# Provided records
____
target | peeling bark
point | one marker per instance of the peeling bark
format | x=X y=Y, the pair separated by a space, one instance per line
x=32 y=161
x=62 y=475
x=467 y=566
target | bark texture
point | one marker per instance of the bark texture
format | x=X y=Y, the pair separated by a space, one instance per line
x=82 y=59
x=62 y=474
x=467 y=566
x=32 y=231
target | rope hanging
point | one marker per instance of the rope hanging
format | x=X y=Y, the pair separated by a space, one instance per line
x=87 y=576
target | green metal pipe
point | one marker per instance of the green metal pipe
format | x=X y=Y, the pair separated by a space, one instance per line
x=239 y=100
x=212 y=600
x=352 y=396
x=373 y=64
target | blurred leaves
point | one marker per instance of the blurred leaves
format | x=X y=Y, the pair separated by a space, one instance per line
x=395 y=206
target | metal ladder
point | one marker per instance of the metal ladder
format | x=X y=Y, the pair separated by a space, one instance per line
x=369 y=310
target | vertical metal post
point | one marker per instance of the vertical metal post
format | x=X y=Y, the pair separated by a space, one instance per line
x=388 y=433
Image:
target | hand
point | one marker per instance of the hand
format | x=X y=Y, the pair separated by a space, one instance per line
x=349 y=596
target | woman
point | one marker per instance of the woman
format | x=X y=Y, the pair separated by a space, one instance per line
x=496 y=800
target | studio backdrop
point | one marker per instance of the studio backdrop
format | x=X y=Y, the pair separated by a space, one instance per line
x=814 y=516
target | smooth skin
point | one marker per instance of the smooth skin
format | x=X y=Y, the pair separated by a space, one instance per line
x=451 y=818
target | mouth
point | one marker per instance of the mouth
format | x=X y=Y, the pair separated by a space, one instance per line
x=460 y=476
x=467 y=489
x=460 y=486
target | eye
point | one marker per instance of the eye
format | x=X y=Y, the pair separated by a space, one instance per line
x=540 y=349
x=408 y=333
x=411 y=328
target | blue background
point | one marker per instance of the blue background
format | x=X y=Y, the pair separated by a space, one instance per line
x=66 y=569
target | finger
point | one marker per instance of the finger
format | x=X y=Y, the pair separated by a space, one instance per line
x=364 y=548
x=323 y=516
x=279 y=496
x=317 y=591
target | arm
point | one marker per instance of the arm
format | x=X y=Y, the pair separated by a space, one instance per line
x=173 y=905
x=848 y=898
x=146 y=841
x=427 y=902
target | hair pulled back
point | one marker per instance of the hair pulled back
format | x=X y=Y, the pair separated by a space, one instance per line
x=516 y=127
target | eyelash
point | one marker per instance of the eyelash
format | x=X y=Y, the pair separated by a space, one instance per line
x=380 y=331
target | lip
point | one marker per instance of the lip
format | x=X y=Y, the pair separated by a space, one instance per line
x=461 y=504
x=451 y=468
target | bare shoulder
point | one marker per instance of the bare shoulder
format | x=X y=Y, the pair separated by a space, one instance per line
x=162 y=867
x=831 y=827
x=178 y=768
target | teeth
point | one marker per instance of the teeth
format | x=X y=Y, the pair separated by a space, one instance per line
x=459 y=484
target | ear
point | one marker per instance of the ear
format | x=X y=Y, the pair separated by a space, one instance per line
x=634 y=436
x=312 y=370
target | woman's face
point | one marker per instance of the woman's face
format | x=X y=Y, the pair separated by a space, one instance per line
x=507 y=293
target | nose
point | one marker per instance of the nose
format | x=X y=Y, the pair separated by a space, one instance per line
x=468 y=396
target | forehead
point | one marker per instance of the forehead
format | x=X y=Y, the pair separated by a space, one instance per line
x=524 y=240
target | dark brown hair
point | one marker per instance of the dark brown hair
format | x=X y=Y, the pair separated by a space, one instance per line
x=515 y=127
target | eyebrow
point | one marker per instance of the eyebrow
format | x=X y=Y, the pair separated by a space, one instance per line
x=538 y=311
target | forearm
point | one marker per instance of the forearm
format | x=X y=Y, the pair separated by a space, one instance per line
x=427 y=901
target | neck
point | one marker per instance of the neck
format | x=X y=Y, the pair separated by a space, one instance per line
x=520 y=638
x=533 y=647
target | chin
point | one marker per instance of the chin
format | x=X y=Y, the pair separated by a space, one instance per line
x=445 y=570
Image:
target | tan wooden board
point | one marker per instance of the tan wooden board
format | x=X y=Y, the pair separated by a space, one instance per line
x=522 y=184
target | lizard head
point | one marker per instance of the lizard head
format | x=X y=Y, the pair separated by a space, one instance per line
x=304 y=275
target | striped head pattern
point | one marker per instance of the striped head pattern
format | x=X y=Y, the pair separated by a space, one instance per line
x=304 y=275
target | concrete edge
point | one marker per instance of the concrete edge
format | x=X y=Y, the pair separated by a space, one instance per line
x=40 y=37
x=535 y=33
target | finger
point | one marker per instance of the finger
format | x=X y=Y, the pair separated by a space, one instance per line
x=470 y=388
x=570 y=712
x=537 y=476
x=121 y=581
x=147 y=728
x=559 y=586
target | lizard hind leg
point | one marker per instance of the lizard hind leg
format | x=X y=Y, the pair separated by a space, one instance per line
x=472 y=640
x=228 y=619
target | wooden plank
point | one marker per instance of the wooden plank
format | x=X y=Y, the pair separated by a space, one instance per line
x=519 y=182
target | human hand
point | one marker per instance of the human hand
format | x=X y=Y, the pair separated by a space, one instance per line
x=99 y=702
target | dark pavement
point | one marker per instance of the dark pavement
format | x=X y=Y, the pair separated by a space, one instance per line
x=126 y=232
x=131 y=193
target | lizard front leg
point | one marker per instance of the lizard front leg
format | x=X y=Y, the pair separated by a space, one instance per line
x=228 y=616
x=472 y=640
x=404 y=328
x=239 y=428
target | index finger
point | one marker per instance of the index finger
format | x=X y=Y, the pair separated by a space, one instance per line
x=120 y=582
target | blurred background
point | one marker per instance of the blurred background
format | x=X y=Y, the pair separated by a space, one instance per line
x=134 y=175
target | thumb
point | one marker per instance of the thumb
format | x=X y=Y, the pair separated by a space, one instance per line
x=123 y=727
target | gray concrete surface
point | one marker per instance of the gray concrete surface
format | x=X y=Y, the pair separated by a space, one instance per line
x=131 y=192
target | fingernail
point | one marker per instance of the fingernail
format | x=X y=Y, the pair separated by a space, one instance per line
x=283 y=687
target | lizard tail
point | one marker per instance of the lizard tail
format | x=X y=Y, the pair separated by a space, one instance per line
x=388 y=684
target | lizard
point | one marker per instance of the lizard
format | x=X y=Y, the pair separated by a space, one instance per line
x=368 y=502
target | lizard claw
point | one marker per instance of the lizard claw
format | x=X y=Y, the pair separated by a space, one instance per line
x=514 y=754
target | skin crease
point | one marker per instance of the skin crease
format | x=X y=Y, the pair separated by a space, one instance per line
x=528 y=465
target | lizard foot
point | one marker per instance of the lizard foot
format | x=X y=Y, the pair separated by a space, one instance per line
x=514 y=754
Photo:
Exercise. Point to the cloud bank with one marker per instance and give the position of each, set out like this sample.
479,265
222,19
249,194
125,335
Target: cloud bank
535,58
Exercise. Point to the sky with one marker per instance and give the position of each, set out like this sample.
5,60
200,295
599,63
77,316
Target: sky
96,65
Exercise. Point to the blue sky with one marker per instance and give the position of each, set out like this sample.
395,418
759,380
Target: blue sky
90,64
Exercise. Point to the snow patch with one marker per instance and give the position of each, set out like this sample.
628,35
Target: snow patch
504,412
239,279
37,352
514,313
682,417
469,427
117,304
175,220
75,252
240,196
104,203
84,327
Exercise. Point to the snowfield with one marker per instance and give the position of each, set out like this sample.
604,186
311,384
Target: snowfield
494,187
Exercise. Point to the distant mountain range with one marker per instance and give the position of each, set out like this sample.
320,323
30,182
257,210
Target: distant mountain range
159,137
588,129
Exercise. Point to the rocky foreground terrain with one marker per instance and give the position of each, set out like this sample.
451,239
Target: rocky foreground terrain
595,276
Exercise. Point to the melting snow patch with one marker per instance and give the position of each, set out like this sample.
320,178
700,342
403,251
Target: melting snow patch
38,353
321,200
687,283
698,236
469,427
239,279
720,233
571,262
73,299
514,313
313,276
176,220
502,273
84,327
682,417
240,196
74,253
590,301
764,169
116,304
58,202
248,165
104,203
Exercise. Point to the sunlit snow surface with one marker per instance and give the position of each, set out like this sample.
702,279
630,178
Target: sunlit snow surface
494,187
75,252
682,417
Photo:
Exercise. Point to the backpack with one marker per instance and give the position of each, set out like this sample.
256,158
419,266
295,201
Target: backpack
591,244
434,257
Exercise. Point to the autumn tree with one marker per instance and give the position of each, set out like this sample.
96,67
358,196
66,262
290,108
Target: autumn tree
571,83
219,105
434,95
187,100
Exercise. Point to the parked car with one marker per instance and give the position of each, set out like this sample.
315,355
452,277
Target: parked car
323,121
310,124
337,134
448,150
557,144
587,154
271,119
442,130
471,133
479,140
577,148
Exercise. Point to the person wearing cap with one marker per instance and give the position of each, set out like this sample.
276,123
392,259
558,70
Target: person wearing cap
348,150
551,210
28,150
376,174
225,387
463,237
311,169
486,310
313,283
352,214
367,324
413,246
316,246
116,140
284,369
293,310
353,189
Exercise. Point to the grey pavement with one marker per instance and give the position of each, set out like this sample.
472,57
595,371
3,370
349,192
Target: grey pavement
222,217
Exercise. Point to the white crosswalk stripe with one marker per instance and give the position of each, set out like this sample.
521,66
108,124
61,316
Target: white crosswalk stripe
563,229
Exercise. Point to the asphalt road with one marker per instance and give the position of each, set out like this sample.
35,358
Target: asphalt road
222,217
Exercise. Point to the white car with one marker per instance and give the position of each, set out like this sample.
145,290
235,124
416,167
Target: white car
____
# What is asked
Quote the stretch of the records from the line containing "target | dark pavement" through the line containing "x=131 y=193", word for word.

# Written solution
target | dark pavement
point | one marker per instance of the dark pavement
format | x=X y=Y, the pair separated by a space, one instance per line
x=126 y=232
x=131 y=193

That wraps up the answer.